• [TEXT TO READ]
'''

Saturday, October 1, 2011

Day 21, Judges 7-16

Today's reading was a bit on the lengthy side, or maybe it just felt that way because I'm waaaaaaaay too tired for this right now. Nevertheless, we have some good stories today, and I will do my best to report on the content of this fine book, despite my fatigue.

When we left off yesterday, Gideon had just received three signs as proof that he had God's support, and was getting ready to kick some Midianite butt. He assembles his army of thirty two thousand men and tells them that if they are afraid to fight, they should leave. Apparently the Israelites are total pussies because over half of them take off.

God wants to show off his power, so he devises a plan to reduce the army's numbers even more; that way, the victory will be even more impressive. He tells Gideon to bring the troops to a lake, and the men who "[lap] the water with [their] tongue[s] like a dog" (Judges 7:5) are to stay, while the others must leave. Gideon sets off with an army of three hundred men and the battle is successful, ending with the capture and assassination of two Midianite kings named Zeeb and Oreb at the hands of the Ephraimites.

The Ephraimites, meanwhile, are super pissed that they weren't let in on the battle plans until the last minute. Gideon tells them to shut up because at least they still got to do something important. These tensions will be relevant later so don't forget about them!

Apparently two more Midianite kings, Zebah and Zalmunna, are still alive, and they killed Gideon's brothers. Chapter 8 follows his pursuit of these two men. The Midianite forces are completely toppled, as well as the town of Succoth, since the people there were unaccommodating to Gideon during his search for the kings.

When Gideon confronts the two displaced monarchs, he at first tries to get his son to kill them, but "he was still only a lad, and did not draw his sword, because he was afraid" (Judges 8:20). I just thought it was interesting that 1) Gideon brings his apparently young son to a battlefield and 2) Gideon wants his apparently young son to commit murder! Whoa! What is this?

After his super cool conquest, the people request that Gideon become their king -- but like George Washington, he declines. Gideon is opposed to human kingship, saying, "the Lord will rule over you" (Judges 8:23). Weirdly enough, almost immediately after this he builds an "ephod" which is apparently a golden idol! The Israelites are once again led astray, and Gideon dies, leaving behind seventy -- yes, SEVENTY -- sons.

'''

• [DIRECTIVES]
1 – Summarize the blog post on Judges 7-16 in two sentences.
2 – In the blog post on Judges 7-16, why is the town of Succoth toppled?
3 – Write the next part of the blog post on Judges 7-16, picking up after its final sentence.

• [ENTRIES]
'''

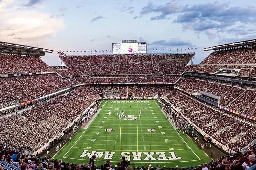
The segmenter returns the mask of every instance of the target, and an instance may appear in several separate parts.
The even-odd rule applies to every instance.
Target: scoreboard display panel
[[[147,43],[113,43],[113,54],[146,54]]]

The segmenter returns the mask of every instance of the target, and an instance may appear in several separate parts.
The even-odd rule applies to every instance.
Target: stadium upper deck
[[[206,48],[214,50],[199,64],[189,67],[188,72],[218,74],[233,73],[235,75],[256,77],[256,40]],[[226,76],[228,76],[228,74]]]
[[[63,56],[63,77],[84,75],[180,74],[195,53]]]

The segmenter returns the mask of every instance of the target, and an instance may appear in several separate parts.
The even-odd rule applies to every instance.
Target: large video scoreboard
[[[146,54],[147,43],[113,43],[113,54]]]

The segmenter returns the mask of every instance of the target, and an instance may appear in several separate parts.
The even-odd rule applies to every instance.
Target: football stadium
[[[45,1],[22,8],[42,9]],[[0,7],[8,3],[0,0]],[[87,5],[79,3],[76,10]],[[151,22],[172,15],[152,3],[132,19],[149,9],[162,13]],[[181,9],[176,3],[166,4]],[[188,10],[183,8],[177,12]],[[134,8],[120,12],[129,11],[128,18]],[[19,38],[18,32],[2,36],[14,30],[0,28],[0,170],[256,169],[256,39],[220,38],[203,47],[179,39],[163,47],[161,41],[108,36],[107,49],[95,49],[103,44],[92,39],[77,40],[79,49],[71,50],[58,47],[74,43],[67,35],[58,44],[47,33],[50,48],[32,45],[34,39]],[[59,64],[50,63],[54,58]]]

'''
'''

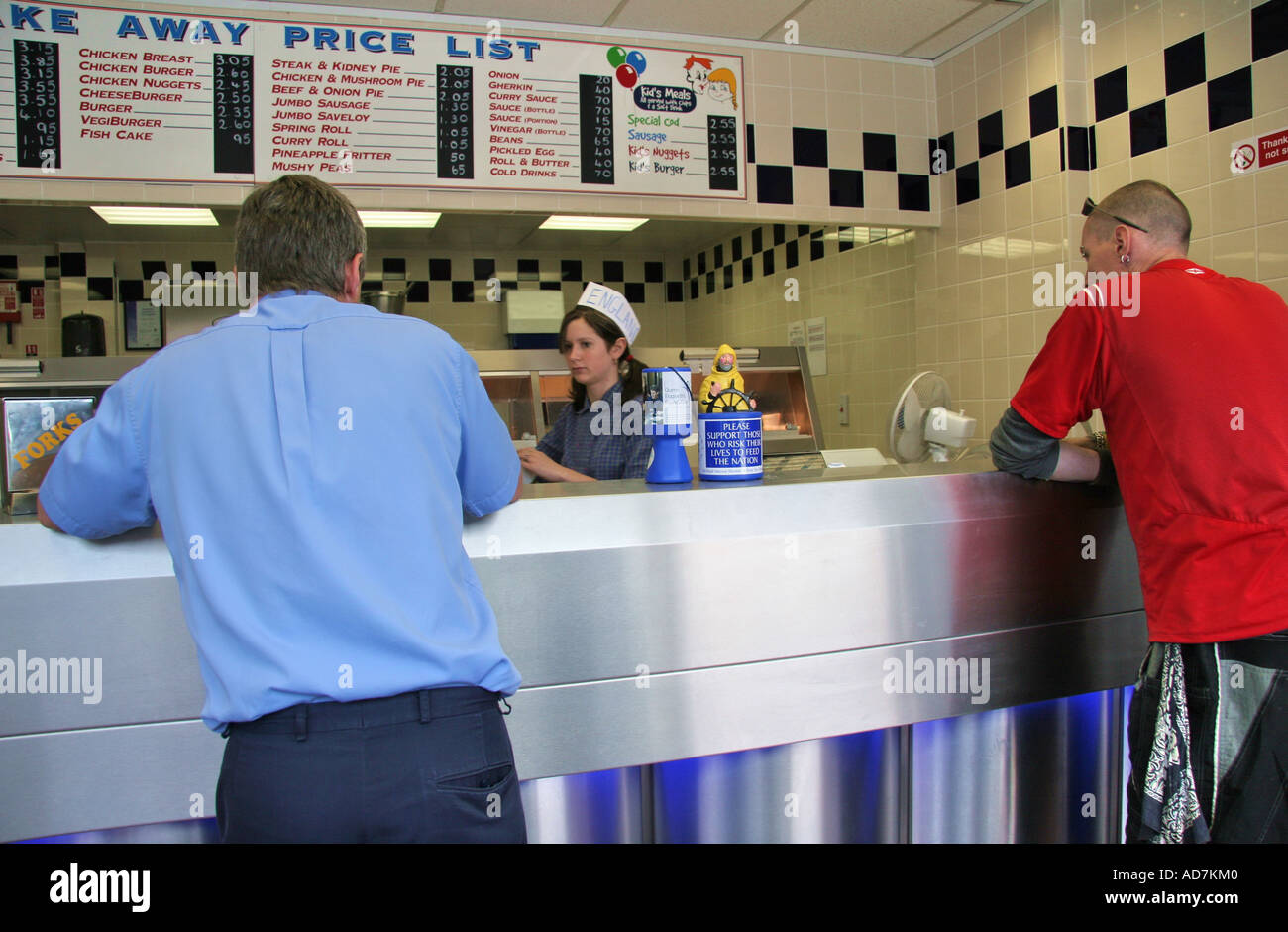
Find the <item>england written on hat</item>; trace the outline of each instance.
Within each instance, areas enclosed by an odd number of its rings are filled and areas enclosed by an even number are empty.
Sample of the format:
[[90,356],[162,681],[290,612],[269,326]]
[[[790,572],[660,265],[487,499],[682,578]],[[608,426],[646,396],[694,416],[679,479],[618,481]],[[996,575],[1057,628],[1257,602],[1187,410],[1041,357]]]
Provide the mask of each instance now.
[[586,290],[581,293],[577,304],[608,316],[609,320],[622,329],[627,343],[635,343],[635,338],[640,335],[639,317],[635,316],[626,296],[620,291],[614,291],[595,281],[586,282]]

'''

• [ANSWERS TO THE TASKS]
1 – Gideon shrinks his army, first by sending home the men who are afraid and then by keeping only those who lap water like dogs, and his three hundred men win a battle that ends with the Ephraimites capturing and killing the Midianite kings Zeeb and Oreb. He then pursues the kings Zebah and Zalmunna, who killed his brothers, declines the people's request to become king, builds a golden ephod that leads the Israelites astray, and dies leaving seventy sons.

2 – Its people were unaccommodating to Gideon during his search for the kings.

3 –
Don't worry about learning their names, though. The only one who turns out to be important is Abimelech, Gideon's son from a "concubine." Abimelech is also a huge asshole who is followed by "good-for-nothing, reckless fellows" (Judges 9:4) and goes "to his father's house in Ophrah and butcher[s] his seventy brothers" (Judges 9:5). Jesus! That's not very nice!

After killing his brothers he becomes the king of Israel, ruling from the town of Shechem. However, it turns out that his youngest brother, Jotham, survived the massacre, and in chapter 9 he goes to the top of a mountain to address the people about the sinfulness of Abimelech. The chapter continues by describing a military scuffle between Abimelech and a political rival named Gaal during the third year of his kingship. The conflict is a lengthy one -- or at least, it is tediously described -- and ends with Abimelech's strange death. While he is entering a tower, a woman throws a millstone on his head, mortally fracturing his skull. Upon this realization, he pleads that his armor-bearer "dispatch [him], or it will be said...[that] a woman killed him" (Judges 9:54). How weird!

Chapter 10 begins by briefly mentioning some minor judges, then jumps into the tale of Jephthah. I am a fan of Jephthah, both because of his delightfully questionable background, and the fact that his tale has an element of Greek tragedy in it.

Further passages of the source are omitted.